begin Materials provided

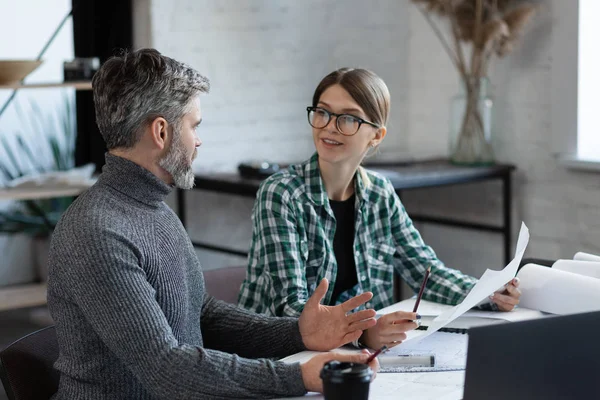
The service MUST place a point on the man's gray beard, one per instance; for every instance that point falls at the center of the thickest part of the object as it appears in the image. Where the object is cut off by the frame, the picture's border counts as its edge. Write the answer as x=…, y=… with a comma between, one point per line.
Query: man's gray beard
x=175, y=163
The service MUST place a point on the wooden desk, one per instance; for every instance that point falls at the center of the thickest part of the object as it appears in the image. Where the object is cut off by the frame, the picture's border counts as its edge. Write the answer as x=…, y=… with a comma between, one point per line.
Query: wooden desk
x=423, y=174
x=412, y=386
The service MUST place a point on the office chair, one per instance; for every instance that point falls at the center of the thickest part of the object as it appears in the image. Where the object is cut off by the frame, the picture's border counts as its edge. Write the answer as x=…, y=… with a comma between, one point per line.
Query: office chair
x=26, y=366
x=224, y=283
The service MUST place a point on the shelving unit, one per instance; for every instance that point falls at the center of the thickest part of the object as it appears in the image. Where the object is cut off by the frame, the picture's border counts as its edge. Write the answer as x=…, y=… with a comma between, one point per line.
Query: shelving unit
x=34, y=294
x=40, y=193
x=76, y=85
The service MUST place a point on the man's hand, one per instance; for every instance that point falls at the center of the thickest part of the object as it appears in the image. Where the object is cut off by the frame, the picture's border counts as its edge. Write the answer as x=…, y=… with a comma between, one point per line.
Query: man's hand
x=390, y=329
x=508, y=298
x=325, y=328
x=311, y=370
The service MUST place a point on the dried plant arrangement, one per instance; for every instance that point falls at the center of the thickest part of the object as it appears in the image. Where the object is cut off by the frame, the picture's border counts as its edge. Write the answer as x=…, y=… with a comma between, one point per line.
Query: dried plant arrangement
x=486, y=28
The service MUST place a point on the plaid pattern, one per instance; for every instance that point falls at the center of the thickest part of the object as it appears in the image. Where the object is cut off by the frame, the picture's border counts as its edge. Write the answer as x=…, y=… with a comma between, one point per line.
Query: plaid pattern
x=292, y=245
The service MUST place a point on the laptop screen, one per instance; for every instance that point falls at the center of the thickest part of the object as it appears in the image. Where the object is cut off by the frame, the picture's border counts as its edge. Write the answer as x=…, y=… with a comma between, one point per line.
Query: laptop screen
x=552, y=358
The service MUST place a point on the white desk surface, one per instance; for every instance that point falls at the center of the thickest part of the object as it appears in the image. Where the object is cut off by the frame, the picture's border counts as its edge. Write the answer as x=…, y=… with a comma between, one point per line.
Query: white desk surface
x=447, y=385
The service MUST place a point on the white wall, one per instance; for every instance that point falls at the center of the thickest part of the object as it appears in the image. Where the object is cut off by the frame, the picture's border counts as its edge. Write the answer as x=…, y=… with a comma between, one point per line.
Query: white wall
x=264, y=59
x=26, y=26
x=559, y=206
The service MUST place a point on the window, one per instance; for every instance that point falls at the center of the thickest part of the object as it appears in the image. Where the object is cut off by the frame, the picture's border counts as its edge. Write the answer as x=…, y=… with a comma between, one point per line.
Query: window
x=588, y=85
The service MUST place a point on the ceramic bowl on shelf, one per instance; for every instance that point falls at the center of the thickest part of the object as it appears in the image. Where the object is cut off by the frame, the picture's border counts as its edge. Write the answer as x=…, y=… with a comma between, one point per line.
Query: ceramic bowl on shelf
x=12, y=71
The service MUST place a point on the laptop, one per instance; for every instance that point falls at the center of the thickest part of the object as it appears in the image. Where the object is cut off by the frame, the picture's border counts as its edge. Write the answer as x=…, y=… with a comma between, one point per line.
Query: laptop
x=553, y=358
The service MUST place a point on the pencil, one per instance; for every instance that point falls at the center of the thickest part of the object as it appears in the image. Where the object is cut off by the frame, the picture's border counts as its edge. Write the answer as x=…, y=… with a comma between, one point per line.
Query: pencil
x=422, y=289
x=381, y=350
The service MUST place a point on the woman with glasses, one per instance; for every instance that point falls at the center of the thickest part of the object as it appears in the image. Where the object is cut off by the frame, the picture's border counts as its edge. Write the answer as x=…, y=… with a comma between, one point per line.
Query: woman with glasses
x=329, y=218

end Materials provided

• **Your task**: Can you update all the items above by putting "SHOULD" wherever "MUST" appears, keeping every other word the same and leaving out the pictures?

• **Reply**:
The service SHOULD place a point on the man's gray beard, one per instance; for every instance that point falls at the center of the thickest part of the object as it appears in the image. Where the object is cut off by the frame, the picture's border counts as its edge. Write the answer as x=…, y=… with a comma between, one point per line.
Query: man's gray beard
x=175, y=163
The service SHOULD place a point on the wooden desk, one per instance; for every instance that point falls at the center of the thickest part of the object as it appears in the image. Where the object is cut off by the frame, the picture's border counts as its edge. Write the answer as x=…, y=… with a comma between, one point per line.
Query: wooden desk
x=423, y=174
x=412, y=386
The service SHOULD place a point on the office chair, one per instance; for every instance that point falls at the center of the thickest part of the object as it appears in the image. Where the object is cut off by the frame, the picture's border counts as its edge. Write the answer as x=…, y=… with a comma between, one point per line.
Query: office chair
x=26, y=366
x=224, y=283
The service SHOULD place a point on the shelving unit, one per instance; for every instance that point falls at the center of the thickest part of the object as it appears in the image. Where the object is cut off by the frame, the picture's border counts as its edge. Write the answer as x=…, y=… with a comma between, one point per line.
Query: shelving unit
x=34, y=294
x=40, y=193
x=76, y=85
The service SHOULD place a point on the man's hand, one per instance; for every instance that point falls at the center of the thickest part of the object as it appears in the image. Where the object is cut off by the frame, the picture's border counts as its edge. Write the answer as x=…, y=… with a comma between, one point per line.
Query: man's hand
x=390, y=329
x=508, y=298
x=325, y=328
x=311, y=370
The service SHOULD place a point on the dried plant arrangement, one per instance; for every instance that point falls at the center of the thickest part of the object as it appears in the image. Where the object is cut off by the frame, the picture's border counts as its edge. Write the answer as x=…, y=… with a comma between, one point per line.
Query: dried plant arrangement
x=486, y=28
The service SHOULD place a point on the plaid pattern, one per instance; for every instance that point falls at the center of the thickest part of the object as it appears in the image. Where the object is cut off by the frame, the picture's border counts as its edge. Write the answer as x=…, y=… with a comma between, one point per line.
Query: plaid pattern
x=292, y=245
The service SHOULD place a point on the laptop screen, one per instance; for every instance that point falls at the center of the thickest part of the object as it appears in the image. Where the object is cut off by the frame, the picture's border counts as its edge. Write the answer as x=…, y=… with a comma between, one point per line.
Query: laptop screen
x=552, y=358
The service SHOULD place a point on the white desk surface, one per instance; for every instance that point falls at the center of the thickest part of the object as it appears in the image. Where the object is cut off by the frame, the picture's border counts as its edge. Write the answer as x=…, y=… with a comma between, one point per line.
Query: white desk surface
x=447, y=385
The service SHOULD place a point on the white wall, one per instance; for every instance that point falls at the center of the thickest part of the object as it appears in the image. Where the object is cut off by the frame, the picture's border counts as its edge. Write the answer as x=…, y=… with a comma between, one point per line.
Query: white wall
x=264, y=59
x=26, y=26
x=559, y=206
The service SHOULD place a point on the window, one per instance; for every instance that point falls at the center of the thickest part of the object as it appears in the image. Where the object is cut off by the frame, the picture's border counts as its edge. Write the answer as x=…, y=… with a comma between, one point per line.
Query: window
x=588, y=85
The service SHOULD place a point on the ceramic bowl on shelf, one per instance; for every instance that point falls at the center of the thickest part of the object as it appears in the image. Where the object is cut off by the frame, the picture's border counts as its edge. Write the answer as x=…, y=… with a comma between, one point per line.
Query: ceramic bowl on shelf
x=12, y=71
The service SHOULD place a point on the laptop, one per instance; for every instance that point falls at the center of the thickest part of the object as it appears in the image. Where the object is cut off by the frame, the picture's border counts as its edge. Write the answer as x=…, y=… with a comma between, one point per line.
Query: laptop
x=553, y=358
The service SHOULD place a point on the pencil, one per instance; for every instance that point falls at the center of the thickest part of the object as it appears in the image. Where the object is cut off by the frame, the picture's border counts as its edge. Write the answer as x=…, y=… with a comma between, one point per line.
Query: pencil
x=422, y=289
x=381, y=350
The service SHOULD place a point on the woman with glasses, one per instance; for every instance that point falls at the center of the thickest part of the object as it appears in the image. Where the object is cut off by the frame, the picture's border counts as its edge. Write the answer as x=…, y=… with a comma between, one point per line.
Query: woman with glasses
x=329, y=218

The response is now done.